## Start
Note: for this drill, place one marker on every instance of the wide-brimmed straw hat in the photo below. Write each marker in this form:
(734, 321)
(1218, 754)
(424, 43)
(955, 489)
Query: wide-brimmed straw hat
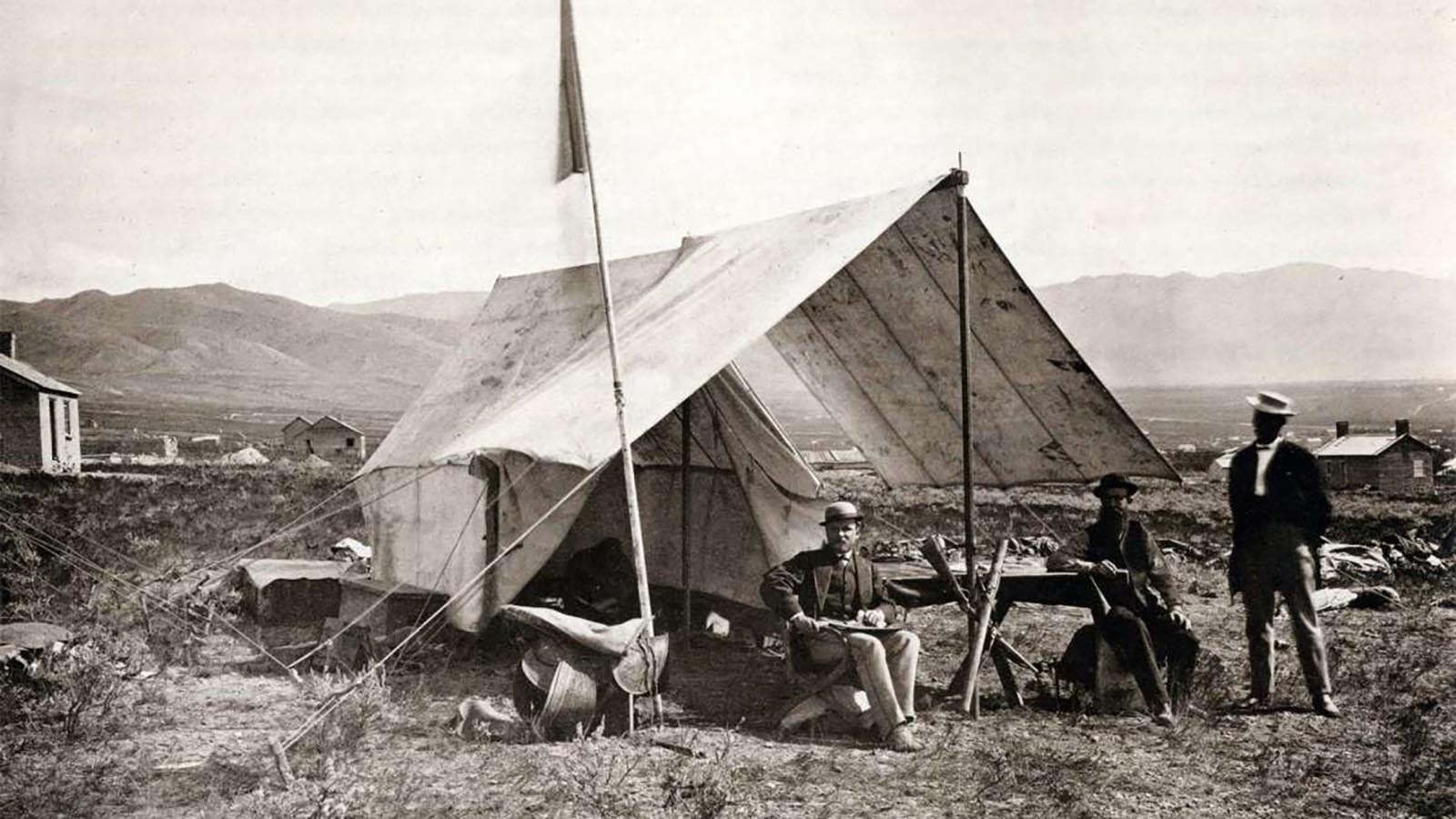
(841, 511)
(1114, 481)
(1271, 404)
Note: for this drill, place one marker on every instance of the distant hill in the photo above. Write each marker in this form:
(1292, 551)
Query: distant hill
(249, 350)
(458, 307)
(218, 344)
(1296, 322)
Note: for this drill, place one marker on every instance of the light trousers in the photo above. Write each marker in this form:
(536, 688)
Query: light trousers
(885, 666)
(1281, 562)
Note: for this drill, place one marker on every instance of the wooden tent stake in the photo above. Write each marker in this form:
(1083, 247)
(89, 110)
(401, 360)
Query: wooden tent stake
(972, 702)
(963, 266)
(688, 518)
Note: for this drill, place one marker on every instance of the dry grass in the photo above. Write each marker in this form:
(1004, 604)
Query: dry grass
(191, 739)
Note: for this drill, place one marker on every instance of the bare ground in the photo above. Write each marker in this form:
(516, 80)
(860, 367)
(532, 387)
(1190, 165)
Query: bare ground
(193, 739)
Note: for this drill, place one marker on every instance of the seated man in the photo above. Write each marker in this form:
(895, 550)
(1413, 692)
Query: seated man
(1143, 622)
(599, 583)
(837, 581)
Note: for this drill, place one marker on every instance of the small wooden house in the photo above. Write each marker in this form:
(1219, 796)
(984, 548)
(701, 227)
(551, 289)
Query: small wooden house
(293, 433)
(40, 417)
(331, 438)
(1398, 464)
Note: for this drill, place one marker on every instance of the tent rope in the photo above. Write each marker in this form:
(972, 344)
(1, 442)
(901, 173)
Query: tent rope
(470, 586)
(402, 583)
(69, 531)
(99, 573)
(295, 526)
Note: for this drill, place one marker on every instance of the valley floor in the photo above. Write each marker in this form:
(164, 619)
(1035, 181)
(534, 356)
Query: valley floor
(191, 739)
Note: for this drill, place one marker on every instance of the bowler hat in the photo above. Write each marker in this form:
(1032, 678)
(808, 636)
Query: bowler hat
(841, 511)
(1114, 481)
(1271, 404)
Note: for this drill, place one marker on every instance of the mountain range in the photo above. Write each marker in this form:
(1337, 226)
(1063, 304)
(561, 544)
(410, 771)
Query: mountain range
(1299, 322)
(225, 346)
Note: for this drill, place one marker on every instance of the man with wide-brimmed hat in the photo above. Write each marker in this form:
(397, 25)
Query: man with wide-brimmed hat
(1143, 620)
(824, 595)
(1280, 511)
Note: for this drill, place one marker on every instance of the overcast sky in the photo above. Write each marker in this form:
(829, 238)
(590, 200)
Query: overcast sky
(331, 150)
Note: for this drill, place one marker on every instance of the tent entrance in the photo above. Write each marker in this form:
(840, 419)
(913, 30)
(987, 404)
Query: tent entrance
(752, 508)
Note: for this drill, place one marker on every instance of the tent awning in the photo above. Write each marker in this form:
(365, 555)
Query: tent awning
(859, 298)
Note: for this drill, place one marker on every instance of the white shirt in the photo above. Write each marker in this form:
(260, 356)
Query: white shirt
(1266, 453)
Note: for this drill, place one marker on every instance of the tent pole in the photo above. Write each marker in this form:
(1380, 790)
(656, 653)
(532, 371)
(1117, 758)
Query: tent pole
(688, 516)
(968, 703)
(604, 276)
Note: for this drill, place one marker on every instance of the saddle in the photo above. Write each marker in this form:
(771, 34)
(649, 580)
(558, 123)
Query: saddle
(579, 673)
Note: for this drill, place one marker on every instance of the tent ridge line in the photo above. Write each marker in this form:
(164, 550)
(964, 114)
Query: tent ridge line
(858, 383)
(1065, 339)
(1011, 382)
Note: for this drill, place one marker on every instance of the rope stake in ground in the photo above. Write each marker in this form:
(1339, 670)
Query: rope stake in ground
(99, 574)
(470, 588)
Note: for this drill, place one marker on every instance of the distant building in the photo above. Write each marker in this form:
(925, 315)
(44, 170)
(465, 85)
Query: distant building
(40, 417)
(1398, 462)
(1219, 468)
(293, 430)
(327, 438)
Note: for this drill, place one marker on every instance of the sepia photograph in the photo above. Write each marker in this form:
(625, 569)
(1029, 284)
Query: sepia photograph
(584, 409)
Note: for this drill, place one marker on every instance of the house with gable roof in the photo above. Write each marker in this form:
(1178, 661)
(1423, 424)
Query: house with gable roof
(40, 417)
(1390, 462)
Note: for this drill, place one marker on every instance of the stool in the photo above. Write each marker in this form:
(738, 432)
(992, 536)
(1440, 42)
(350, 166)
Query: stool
(1114, 688)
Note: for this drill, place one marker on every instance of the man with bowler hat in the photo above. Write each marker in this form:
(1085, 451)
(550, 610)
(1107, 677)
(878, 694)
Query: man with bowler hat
(1280, 511)
(1143, 620)
(829, 592)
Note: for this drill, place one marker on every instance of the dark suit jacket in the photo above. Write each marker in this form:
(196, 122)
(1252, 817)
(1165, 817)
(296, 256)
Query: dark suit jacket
(1150, 581)
(801, 583)
(1295, 494)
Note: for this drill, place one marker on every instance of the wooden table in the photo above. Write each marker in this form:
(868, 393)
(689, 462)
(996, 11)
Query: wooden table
(1041, 588)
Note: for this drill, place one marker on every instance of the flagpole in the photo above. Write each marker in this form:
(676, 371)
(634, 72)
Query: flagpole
(575, 92)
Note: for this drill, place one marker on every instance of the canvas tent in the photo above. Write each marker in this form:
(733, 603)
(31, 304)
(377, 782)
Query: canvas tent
(859, 298)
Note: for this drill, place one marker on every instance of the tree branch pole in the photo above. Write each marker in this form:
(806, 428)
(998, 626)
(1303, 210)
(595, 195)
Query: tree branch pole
(972, 700)
(968, 499)
(577, 91)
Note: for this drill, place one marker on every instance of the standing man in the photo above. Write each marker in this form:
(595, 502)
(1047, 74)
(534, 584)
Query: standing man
(1143, 622)
(1280, 511)
(837, 581)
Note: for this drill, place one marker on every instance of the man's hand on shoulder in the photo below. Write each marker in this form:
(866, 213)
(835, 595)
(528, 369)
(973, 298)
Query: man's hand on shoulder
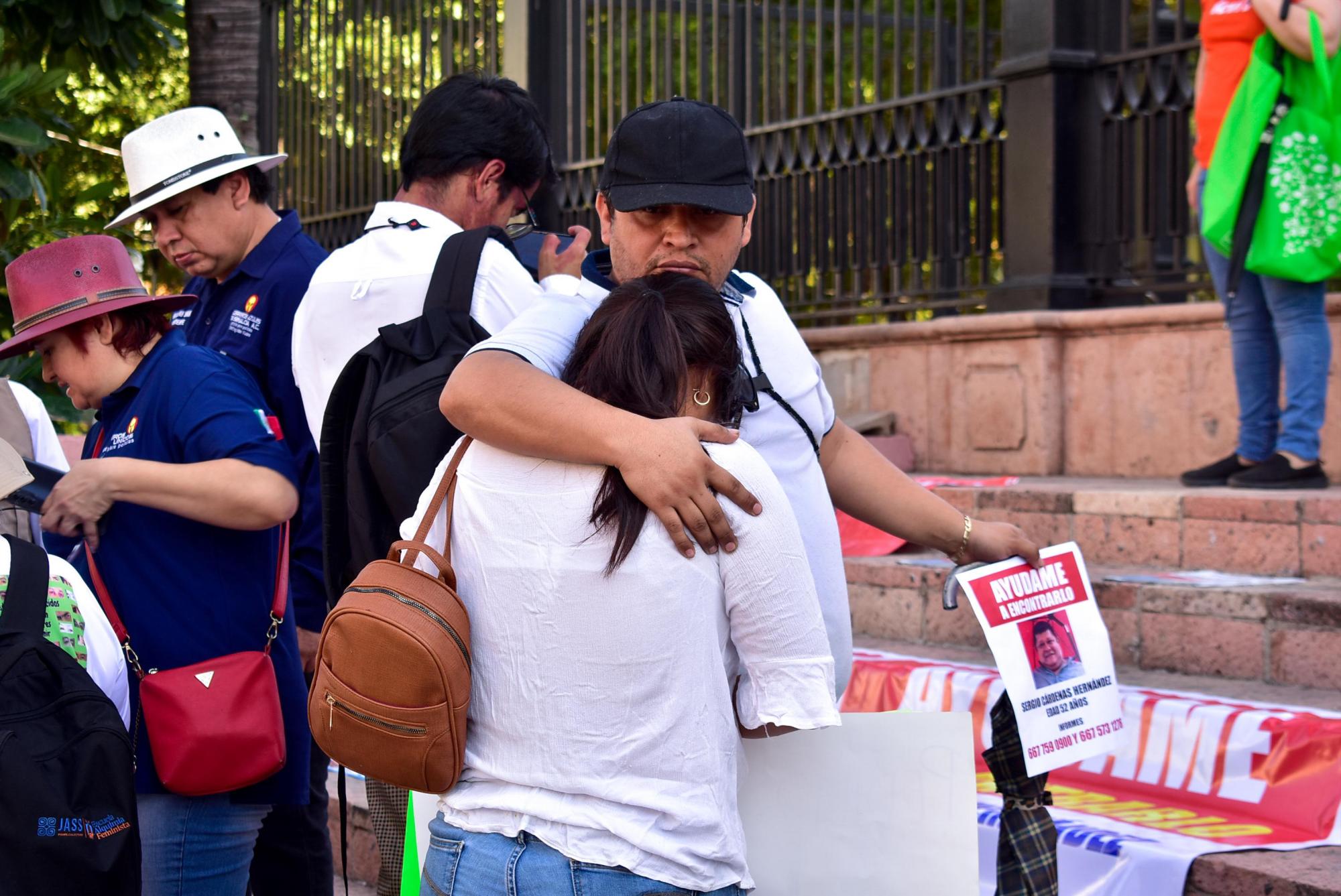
(571, 259)
(668, 470)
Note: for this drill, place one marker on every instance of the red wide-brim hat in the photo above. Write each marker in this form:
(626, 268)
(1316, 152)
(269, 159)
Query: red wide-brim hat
(72, 281)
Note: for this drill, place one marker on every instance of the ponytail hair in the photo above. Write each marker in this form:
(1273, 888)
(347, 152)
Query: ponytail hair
(635, 353)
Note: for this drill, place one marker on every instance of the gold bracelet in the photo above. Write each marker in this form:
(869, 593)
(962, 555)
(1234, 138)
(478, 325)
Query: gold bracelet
(964, 545)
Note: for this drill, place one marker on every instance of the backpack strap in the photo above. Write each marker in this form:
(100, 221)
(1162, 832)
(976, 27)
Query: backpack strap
(446, 493)
(26, 596)
(453, 285)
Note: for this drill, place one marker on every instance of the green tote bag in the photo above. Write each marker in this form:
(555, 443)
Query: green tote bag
(1273, 192)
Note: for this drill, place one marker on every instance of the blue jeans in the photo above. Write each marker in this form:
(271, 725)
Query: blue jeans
(466, 864)
(196, 845)
(1272, 324)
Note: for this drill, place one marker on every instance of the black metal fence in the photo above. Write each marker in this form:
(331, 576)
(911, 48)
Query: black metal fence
(345, 78)
(913, 156)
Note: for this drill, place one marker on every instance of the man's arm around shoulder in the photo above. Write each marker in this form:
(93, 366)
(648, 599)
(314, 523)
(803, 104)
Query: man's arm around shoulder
(502, 400)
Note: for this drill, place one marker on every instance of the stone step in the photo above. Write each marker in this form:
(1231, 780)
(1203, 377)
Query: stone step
(1161, 525)
(1307, 872)
(1284, 635)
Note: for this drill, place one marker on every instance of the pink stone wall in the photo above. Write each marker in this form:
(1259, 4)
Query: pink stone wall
(1114, 392)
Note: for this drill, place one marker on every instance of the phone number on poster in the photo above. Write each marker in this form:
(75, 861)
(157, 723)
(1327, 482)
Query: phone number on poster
(1077, 737)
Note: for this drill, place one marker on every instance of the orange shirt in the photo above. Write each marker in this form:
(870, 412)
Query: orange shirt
(1229, 30)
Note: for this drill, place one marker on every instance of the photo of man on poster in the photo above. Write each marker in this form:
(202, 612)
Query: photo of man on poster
(1055, 655)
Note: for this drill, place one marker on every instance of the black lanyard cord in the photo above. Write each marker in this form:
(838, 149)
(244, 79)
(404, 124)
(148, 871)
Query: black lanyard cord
(770, 391)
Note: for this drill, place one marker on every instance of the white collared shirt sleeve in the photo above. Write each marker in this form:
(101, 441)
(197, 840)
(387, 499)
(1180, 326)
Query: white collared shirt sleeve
(777, 628)
(545, 333)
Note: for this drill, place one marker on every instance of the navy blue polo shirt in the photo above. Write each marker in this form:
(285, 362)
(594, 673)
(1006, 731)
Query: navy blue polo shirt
(250, 317)
(190, 592)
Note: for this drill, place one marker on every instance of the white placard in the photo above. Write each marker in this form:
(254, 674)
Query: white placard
(1052, 648)
(883, 805)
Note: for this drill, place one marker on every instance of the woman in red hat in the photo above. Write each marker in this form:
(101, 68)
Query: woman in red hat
(179, 495)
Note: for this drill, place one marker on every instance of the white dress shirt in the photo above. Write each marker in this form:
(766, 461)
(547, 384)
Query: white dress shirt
(46, 444)
(107, 663)
(382, 278)
(546, 333)
(603, 718)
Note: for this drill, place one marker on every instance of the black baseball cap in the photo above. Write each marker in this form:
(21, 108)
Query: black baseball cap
(679, 152)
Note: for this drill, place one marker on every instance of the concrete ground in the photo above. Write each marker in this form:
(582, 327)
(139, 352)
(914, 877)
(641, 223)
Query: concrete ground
(356, 888)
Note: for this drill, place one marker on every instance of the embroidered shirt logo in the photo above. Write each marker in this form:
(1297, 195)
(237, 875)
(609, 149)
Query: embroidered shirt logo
(242, 321)
(123, 439)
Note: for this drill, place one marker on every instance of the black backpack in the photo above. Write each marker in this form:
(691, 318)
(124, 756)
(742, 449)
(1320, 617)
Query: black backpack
(383, 435)
(68, 781)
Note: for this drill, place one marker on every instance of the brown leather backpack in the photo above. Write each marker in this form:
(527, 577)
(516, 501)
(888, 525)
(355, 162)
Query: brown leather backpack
(394, 667)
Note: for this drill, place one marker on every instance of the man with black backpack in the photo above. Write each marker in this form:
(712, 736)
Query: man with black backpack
(68, 795)
(387, 317)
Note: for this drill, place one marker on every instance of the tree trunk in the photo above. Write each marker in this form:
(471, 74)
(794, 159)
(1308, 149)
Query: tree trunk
(223, 41)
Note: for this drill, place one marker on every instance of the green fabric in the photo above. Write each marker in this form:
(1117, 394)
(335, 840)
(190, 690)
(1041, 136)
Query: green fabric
(64, 625)
(1297, 235)
(411, 871)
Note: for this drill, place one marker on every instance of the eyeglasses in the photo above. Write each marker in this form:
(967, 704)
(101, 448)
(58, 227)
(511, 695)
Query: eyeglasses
(522, 229)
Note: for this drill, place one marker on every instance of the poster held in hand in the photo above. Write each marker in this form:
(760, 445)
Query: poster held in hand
(1052, 648)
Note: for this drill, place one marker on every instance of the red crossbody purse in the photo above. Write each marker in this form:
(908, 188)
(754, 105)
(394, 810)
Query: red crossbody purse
(214, 726)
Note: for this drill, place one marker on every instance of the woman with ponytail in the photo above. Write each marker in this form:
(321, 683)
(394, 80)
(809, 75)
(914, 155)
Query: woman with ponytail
(612, 678)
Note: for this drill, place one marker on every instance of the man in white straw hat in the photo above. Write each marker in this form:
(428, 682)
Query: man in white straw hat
(206, 200)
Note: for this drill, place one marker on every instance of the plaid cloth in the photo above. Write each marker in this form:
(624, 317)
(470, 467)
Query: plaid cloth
(387, 808)
(1027, 848)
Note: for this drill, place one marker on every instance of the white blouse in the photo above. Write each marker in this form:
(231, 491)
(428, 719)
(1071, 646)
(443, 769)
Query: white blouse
(601, 710)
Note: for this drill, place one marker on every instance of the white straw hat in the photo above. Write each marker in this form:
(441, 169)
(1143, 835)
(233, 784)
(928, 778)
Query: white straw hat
(178, 152)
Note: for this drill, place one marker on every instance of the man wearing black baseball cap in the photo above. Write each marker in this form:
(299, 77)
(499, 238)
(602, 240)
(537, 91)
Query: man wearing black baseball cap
(677, 195)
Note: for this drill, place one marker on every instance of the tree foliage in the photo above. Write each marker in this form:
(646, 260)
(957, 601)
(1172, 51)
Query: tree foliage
(77, 77)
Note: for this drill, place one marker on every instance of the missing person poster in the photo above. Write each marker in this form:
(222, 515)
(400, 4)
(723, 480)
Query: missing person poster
(1053, 653)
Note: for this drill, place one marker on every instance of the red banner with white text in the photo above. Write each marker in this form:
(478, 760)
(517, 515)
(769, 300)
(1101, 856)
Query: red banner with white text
(1228, 773)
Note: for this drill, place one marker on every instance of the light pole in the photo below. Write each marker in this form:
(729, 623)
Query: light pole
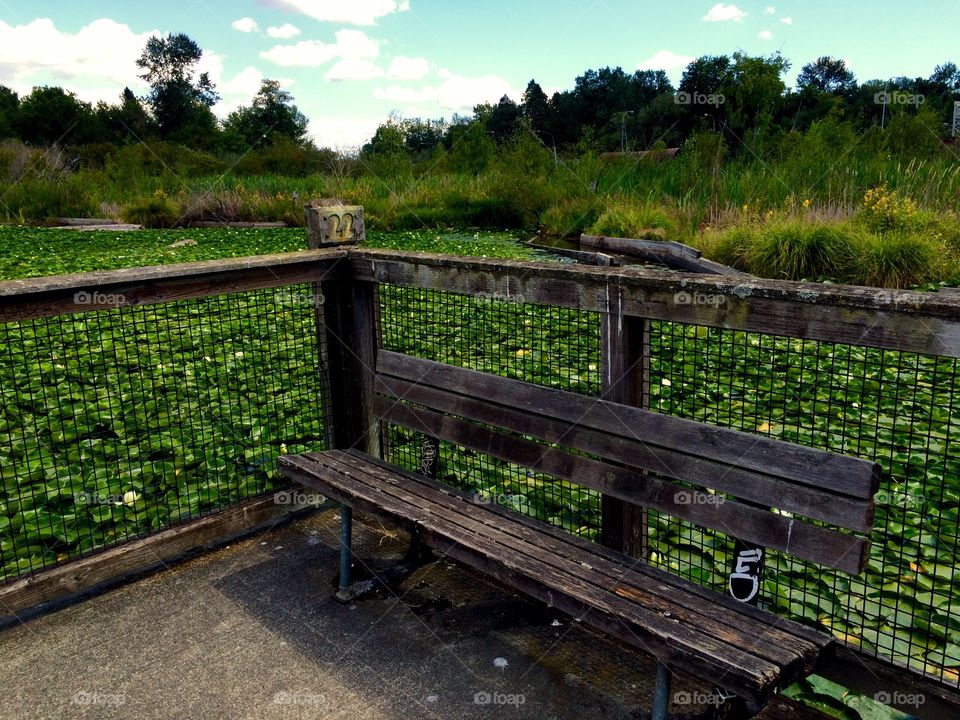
(623, 129)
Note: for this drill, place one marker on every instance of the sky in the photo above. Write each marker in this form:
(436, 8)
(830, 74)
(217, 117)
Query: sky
(351, 63)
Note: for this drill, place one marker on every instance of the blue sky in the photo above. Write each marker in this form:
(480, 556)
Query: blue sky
(350, 63)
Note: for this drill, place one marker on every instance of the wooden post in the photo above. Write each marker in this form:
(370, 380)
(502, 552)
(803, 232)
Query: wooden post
(351, 347)
(625, 367)
(332, 223)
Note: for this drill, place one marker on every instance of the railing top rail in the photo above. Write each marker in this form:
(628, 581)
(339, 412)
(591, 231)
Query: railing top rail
(904, 320)
(83, 292)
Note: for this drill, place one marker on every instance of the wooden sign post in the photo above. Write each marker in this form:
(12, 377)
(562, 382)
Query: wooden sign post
(334, 224)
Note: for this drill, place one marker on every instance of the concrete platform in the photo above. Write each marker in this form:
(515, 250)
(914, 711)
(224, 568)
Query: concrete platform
(251, 631)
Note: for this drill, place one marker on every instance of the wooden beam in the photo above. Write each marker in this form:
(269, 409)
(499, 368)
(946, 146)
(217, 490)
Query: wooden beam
(85, 292)
(904, 320)
(137, 557)
(350, 313)
(872, 677)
## End
*WRITTEN INSTRUCTION*. Reproduce the items word for word, from the very start of the items through the line containing "(1296, 322)", with both ends included and the pictures left out.

*EXERCISE SOLUTION*.
Note: for this drill, place one marker on every instance of the wide-brimmed straw hat in the photo below. Write each marker in this form:
(734, 321)
(1218, 754)
(424, 43)
(955, 489)
Query: wide-brimmed straw hat
(841, 511)
(1114, 481)
(1271, 404)
Note: for this drill, place one marker on every instance of the distant hill in the photo above. Write each marker in this form:
(1292, 551)
Query: distant hill
(249, 350)
(458, 307)
(218, 344)
(1296, 322)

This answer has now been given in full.